Task goal
Please reproduce every one of the entries below word for word.
* START *
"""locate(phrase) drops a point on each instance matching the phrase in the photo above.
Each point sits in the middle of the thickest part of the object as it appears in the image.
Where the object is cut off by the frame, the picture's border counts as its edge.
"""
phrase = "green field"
* END *
Full response
"""locate(phrase) drops a point on each instance matching the phrase in the photo above.
Each point sits in the middle of the thickest part of the object as it appears in the image.
Where the object is cut off by the frame, the picture's border counts as its edge.
"""
phrase = "green field"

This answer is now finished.